-- Begin Data shown --

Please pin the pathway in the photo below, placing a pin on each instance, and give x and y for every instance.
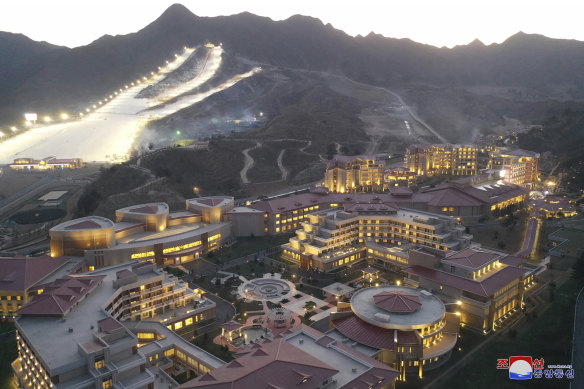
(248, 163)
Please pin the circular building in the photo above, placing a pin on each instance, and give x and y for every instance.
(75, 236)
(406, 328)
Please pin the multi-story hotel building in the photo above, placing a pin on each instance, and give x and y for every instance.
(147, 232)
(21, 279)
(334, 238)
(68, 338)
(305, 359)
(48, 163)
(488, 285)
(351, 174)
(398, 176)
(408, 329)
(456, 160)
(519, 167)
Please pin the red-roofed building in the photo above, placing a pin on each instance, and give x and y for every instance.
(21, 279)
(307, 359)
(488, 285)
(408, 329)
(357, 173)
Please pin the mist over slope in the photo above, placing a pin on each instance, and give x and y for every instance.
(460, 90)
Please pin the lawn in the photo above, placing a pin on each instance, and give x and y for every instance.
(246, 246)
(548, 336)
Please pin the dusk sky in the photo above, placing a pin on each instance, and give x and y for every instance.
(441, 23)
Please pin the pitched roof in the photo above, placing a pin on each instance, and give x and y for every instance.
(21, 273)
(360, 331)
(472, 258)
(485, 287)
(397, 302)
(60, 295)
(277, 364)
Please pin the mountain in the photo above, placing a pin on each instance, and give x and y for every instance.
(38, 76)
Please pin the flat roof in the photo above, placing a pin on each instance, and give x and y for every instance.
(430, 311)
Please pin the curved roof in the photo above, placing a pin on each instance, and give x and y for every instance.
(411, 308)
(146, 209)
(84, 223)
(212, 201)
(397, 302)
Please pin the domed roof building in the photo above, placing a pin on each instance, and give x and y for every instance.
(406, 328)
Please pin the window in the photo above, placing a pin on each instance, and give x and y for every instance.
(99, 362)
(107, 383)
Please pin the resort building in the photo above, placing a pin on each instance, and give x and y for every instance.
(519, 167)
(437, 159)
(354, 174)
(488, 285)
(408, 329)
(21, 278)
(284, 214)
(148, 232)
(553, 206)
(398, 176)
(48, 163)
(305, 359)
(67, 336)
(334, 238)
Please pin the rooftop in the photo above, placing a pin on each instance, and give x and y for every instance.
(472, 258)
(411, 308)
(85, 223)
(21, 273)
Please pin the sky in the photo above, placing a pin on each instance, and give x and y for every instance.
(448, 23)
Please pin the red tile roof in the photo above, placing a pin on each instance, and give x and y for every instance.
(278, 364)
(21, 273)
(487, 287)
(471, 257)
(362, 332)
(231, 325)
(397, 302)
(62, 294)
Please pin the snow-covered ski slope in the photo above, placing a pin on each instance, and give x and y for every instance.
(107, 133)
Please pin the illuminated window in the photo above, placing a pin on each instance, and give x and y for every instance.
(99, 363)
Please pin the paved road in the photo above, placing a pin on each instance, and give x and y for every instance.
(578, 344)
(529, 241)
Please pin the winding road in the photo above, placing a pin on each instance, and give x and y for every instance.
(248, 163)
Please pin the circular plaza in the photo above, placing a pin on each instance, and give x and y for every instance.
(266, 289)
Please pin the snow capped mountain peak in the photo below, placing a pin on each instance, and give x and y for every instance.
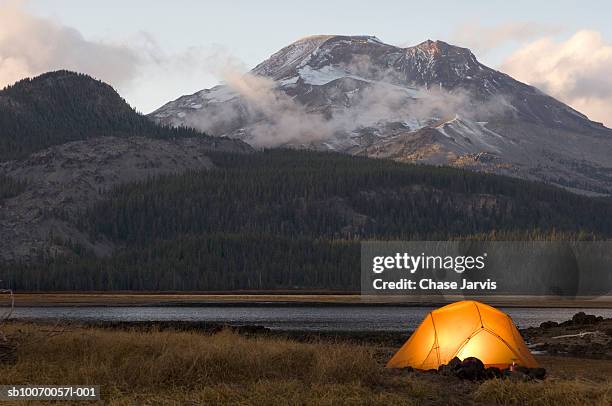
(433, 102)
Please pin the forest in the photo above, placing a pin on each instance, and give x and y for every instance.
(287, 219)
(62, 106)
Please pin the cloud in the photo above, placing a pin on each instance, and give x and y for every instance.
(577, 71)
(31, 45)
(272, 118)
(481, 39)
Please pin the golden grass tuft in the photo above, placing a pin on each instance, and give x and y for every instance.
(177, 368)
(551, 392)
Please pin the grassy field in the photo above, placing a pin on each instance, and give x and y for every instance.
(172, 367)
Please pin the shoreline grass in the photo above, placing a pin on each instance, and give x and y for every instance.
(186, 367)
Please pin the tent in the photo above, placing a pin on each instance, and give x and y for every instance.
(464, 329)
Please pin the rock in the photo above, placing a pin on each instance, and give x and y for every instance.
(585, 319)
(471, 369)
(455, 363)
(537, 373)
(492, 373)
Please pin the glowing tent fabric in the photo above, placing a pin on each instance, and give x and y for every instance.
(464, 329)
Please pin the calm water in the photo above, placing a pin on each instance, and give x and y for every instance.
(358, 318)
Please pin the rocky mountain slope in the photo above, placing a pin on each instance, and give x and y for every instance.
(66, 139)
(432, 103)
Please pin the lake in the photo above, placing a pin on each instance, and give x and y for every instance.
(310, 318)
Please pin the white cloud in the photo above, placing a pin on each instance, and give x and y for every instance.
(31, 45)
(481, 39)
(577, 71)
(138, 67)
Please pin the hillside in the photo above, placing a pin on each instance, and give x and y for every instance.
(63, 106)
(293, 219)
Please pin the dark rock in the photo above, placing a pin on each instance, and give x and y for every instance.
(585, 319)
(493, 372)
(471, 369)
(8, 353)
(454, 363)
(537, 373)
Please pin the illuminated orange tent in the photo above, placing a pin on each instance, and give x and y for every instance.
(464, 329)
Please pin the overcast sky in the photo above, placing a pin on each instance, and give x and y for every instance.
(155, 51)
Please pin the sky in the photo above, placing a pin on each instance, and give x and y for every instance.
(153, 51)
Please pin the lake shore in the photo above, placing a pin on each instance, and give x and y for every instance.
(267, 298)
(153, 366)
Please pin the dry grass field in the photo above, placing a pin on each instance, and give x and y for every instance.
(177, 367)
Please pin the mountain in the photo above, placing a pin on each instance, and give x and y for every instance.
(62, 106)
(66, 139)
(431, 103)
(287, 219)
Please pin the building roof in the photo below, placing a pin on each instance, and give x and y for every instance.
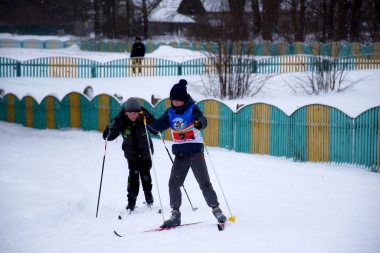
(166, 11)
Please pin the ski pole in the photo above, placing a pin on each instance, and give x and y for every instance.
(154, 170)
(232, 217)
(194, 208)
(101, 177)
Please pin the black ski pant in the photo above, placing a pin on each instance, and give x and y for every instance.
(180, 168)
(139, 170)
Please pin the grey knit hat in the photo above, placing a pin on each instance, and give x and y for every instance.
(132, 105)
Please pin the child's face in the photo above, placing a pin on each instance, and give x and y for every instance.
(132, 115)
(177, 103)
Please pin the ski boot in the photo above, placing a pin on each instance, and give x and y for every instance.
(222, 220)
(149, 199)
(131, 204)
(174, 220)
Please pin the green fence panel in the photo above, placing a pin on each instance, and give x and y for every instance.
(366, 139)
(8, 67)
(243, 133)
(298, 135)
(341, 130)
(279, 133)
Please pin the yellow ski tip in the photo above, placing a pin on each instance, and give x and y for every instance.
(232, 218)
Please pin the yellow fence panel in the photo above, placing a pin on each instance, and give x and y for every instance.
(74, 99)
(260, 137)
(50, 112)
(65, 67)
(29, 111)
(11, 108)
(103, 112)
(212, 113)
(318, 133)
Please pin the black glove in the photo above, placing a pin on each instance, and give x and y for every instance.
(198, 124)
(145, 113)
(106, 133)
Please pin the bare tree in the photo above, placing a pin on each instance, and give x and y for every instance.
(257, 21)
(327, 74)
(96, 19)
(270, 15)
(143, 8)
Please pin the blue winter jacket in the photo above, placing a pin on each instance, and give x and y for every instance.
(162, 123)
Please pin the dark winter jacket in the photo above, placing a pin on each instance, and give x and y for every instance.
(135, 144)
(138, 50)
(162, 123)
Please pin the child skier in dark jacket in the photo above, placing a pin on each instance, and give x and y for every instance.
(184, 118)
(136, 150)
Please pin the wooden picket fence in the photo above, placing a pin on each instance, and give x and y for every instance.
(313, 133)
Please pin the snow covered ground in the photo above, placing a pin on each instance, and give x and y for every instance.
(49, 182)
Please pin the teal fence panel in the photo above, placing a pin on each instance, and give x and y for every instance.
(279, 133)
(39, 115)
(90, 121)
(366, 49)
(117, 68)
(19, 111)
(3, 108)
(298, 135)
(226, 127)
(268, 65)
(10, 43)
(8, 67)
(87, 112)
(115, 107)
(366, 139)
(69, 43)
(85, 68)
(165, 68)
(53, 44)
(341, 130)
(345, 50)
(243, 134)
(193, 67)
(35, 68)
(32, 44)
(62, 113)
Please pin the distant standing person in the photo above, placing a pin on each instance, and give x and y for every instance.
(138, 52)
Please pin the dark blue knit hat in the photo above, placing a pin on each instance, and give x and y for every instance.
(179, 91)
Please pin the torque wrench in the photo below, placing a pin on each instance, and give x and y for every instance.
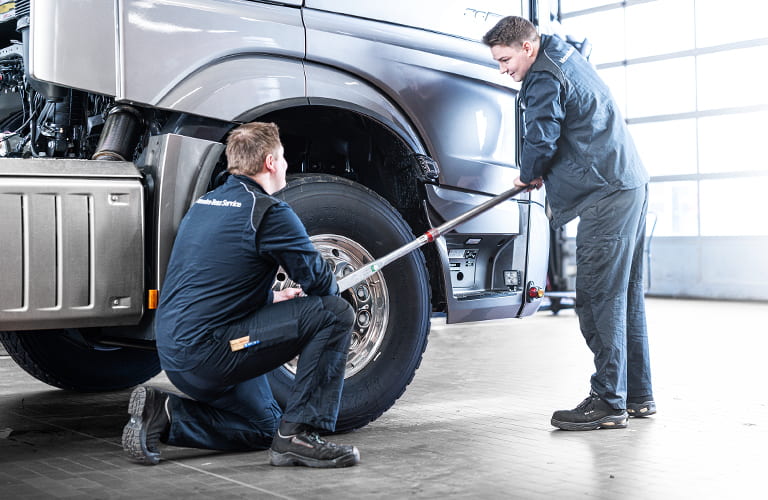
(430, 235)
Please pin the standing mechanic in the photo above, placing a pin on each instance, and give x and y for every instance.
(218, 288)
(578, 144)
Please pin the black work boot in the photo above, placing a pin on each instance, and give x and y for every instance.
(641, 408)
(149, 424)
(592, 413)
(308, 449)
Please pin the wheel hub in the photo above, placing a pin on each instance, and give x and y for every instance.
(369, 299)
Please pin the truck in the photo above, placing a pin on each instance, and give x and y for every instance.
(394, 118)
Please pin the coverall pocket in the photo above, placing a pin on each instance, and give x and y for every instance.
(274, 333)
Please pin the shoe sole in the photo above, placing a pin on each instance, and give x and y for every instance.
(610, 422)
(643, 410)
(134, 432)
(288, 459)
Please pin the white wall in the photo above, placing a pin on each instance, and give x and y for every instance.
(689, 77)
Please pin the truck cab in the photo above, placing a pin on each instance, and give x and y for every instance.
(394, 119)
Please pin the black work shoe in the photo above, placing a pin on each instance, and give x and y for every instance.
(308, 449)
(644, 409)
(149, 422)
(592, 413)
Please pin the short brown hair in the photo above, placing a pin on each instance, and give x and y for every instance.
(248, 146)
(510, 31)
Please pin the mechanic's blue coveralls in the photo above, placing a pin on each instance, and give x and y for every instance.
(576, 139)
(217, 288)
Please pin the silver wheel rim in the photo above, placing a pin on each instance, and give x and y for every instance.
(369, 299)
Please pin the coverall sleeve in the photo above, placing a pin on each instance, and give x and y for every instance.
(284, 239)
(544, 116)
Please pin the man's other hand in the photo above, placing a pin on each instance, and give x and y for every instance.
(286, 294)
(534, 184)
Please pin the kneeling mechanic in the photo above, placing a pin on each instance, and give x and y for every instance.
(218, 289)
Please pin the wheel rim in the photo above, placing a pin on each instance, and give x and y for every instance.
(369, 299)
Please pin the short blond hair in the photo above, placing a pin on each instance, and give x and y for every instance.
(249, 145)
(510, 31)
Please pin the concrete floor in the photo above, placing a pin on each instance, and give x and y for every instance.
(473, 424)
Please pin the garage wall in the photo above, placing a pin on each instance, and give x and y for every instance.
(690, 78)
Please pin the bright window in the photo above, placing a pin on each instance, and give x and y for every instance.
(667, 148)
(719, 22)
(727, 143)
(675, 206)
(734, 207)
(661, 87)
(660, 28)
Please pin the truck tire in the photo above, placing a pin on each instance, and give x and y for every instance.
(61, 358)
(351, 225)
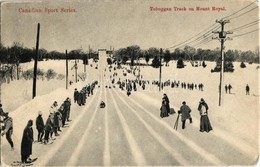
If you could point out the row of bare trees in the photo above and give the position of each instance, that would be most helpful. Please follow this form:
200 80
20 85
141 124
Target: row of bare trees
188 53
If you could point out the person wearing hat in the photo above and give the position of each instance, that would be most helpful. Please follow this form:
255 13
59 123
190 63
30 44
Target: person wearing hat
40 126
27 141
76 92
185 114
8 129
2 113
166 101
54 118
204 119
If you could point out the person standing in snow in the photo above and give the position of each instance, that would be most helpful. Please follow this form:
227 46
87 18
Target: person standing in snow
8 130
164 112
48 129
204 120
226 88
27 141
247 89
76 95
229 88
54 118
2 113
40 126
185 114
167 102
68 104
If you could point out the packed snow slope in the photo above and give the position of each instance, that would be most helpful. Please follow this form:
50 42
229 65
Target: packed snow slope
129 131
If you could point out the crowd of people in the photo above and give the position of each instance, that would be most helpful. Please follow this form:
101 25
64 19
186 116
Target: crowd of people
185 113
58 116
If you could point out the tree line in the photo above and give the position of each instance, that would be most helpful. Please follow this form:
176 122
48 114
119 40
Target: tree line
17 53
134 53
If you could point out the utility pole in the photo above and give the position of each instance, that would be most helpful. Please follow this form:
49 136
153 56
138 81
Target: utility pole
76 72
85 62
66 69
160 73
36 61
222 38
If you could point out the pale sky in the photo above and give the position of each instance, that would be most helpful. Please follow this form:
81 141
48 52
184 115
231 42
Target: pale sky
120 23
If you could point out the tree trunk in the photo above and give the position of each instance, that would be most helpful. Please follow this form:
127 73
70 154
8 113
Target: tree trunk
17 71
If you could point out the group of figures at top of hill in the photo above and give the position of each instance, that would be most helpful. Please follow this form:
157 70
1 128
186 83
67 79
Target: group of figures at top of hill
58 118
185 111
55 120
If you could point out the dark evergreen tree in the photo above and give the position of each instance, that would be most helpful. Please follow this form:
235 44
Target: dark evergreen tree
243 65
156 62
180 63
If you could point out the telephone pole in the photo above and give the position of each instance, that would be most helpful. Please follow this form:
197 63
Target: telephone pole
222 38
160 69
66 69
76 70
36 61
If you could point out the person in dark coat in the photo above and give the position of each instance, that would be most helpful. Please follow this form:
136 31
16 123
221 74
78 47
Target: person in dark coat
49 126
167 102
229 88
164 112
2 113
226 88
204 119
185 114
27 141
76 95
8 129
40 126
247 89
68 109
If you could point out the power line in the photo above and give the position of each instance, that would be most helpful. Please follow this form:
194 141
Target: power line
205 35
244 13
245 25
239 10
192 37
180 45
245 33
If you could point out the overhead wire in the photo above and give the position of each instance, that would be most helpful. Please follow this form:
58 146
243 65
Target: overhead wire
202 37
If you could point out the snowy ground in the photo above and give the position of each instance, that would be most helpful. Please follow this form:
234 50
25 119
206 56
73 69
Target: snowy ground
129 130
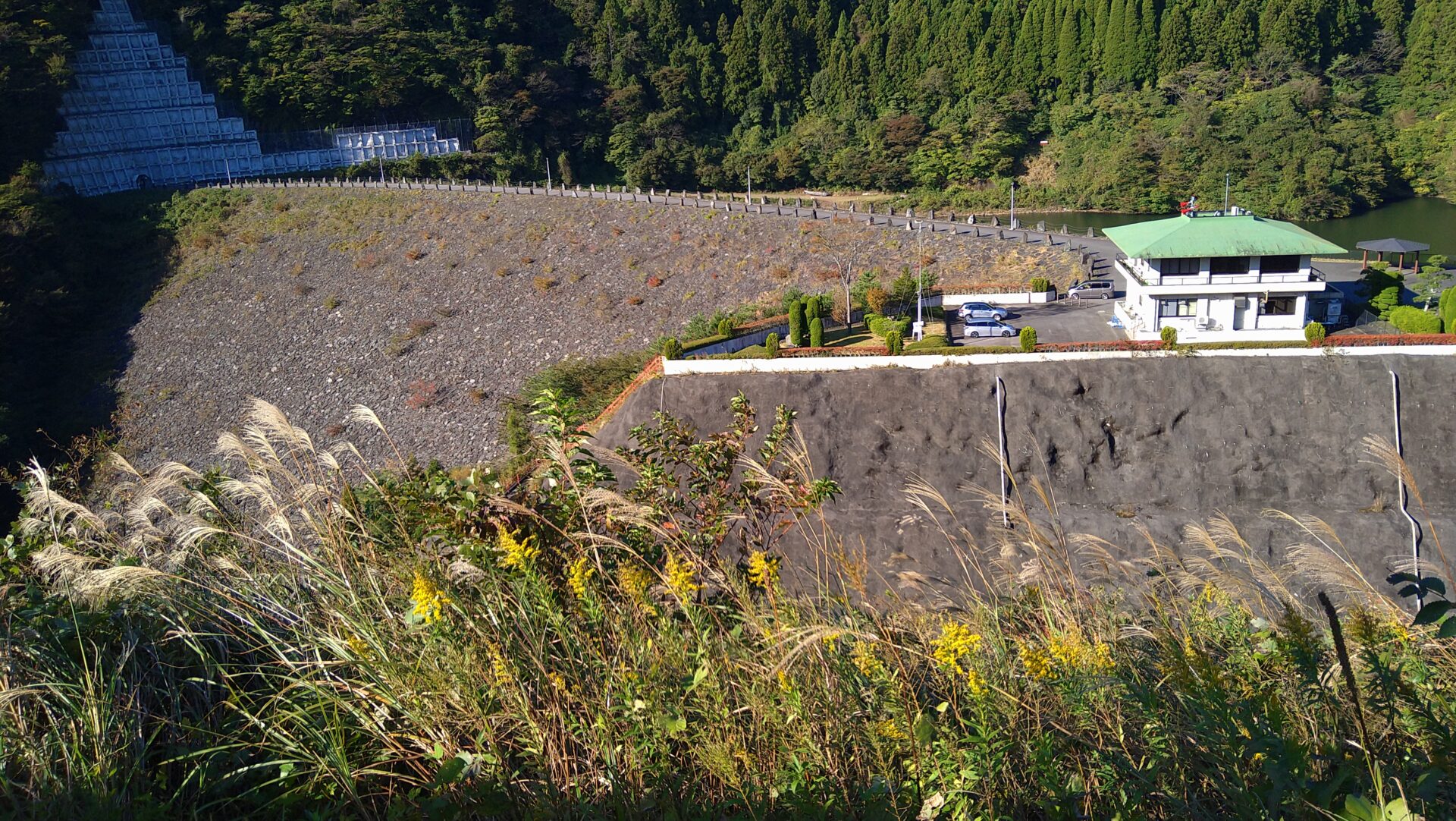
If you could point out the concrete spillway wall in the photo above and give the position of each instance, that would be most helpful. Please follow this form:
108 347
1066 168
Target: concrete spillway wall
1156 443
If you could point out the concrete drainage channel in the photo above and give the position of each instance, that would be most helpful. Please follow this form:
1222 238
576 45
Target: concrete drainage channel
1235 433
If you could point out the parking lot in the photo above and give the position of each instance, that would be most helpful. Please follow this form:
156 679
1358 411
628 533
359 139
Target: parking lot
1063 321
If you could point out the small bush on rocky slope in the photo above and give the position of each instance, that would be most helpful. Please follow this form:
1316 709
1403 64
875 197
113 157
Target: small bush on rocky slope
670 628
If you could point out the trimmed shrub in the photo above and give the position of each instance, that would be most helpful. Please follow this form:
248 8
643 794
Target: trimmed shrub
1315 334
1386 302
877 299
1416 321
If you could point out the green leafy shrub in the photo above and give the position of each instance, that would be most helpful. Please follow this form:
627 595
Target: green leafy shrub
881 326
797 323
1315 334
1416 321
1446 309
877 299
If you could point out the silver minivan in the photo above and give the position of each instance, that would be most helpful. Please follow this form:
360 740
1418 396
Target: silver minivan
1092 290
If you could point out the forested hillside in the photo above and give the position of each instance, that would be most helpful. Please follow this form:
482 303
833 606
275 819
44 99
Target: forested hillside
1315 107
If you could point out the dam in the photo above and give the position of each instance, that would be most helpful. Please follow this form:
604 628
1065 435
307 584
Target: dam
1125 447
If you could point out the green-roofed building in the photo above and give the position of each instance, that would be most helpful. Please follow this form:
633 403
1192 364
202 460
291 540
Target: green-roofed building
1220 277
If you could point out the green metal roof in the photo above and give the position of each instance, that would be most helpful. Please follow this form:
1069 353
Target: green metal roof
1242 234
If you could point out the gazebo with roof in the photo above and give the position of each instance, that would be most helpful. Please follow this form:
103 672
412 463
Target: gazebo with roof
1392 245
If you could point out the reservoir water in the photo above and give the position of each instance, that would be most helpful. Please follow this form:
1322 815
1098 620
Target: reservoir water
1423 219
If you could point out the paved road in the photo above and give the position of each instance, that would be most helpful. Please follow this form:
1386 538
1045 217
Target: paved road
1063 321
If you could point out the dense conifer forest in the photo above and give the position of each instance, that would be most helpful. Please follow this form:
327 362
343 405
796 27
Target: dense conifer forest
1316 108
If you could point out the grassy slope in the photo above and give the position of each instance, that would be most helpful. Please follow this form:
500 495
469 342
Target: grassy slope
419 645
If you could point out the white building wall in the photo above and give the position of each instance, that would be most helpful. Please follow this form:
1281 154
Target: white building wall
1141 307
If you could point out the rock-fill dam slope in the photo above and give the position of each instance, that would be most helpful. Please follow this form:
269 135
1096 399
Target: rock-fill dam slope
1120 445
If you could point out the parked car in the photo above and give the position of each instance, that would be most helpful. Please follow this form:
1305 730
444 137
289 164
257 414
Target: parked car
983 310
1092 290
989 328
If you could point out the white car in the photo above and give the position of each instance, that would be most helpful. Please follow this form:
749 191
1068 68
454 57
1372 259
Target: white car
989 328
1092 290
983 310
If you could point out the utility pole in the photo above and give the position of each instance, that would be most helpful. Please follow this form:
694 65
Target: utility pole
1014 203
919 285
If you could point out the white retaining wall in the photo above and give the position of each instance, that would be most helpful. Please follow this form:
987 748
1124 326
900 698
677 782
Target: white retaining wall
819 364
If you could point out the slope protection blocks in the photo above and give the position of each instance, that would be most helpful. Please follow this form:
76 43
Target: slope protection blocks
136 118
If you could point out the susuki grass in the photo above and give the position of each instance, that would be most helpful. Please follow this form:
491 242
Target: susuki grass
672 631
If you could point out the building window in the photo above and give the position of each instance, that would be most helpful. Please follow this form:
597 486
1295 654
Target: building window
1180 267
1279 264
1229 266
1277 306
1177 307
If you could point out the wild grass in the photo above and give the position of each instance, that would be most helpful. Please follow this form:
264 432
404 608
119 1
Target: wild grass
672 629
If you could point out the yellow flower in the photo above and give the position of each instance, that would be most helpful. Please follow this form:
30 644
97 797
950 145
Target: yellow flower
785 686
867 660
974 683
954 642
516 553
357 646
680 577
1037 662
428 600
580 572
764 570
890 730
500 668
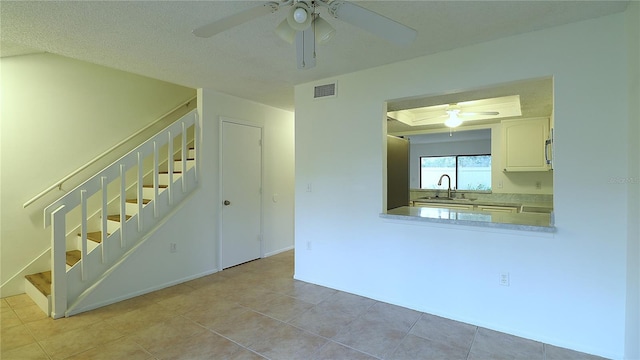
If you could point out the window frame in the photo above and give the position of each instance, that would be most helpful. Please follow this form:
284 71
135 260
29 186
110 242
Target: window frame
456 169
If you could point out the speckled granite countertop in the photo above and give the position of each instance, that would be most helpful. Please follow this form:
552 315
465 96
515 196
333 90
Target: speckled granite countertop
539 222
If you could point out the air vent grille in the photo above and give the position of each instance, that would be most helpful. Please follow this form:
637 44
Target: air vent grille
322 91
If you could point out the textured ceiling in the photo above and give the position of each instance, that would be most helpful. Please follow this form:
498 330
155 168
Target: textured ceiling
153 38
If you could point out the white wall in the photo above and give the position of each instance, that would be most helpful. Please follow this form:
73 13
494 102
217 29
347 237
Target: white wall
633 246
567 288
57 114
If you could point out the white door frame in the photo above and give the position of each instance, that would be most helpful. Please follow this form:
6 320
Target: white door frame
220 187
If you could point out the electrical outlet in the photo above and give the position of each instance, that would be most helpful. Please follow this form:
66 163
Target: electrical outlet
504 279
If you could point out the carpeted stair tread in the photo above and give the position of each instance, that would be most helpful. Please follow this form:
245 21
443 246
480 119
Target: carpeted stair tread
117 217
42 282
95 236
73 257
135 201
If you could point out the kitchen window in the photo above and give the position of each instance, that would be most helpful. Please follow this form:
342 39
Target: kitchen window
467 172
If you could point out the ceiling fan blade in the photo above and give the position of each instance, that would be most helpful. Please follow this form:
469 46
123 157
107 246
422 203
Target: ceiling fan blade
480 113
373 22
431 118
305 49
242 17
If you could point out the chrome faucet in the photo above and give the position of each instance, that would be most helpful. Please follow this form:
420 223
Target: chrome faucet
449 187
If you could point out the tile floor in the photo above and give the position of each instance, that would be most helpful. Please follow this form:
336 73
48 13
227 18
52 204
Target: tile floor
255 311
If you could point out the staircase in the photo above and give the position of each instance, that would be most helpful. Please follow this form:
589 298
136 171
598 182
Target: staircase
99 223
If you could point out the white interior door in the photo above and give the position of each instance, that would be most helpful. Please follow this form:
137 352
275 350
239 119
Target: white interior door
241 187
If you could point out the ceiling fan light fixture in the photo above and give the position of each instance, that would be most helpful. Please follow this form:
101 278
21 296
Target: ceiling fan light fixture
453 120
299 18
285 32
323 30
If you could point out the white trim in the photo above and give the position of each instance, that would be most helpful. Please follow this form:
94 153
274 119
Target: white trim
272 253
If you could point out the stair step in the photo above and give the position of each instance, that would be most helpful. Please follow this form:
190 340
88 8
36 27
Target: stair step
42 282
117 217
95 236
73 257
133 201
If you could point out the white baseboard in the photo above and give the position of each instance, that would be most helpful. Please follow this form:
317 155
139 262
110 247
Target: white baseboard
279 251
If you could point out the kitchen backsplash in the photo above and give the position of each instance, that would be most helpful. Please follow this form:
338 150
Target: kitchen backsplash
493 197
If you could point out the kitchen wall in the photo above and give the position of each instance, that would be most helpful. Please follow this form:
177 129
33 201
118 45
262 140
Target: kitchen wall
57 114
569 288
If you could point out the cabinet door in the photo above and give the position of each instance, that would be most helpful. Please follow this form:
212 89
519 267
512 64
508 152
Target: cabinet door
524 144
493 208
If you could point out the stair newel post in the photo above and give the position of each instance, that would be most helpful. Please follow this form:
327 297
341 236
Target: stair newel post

-- End Data shown --

▶ _To do_: Reproduce the records above, from the line containing "If you could point out the white baseboard" through the end of the records, including the requests. Offset every coordinate in the answers by adding 109 to each value, and leave the requests and their sample coordinates unchanged.

▶ _Answer to the exercise_:
If you could point out the white baseboard in the photo above and give the position of each instance, that would be most helpful. Please follow this form:
317 155
139 262
110 247
Target: white baseboard
388 360
If you could point out the kitchen backsplash in the photo above and give the position of each instance, that would be most helpful. Please follow this form:
338 150
Target: kitchen backsplash
602 306
If you could point out the kitchen wall in the photo above and give the position of each instance, that would be most helpful. Please follow this form:
177 129
33 201
118 45
262 140
Target: kitchen wall
166 223
678 397
If you could point out the cabinet door in the photo above and give the position of each instance, that would be most helpful. Please follow this form:
212 89
519 267
512 64
508 152
Target: cabinet door
633 253
602 317
If you could point out the stair newel post in the photo above and give the position of each instance, that would be most helpful. Please follow this form:
327 297
341 236
Target: stair newel post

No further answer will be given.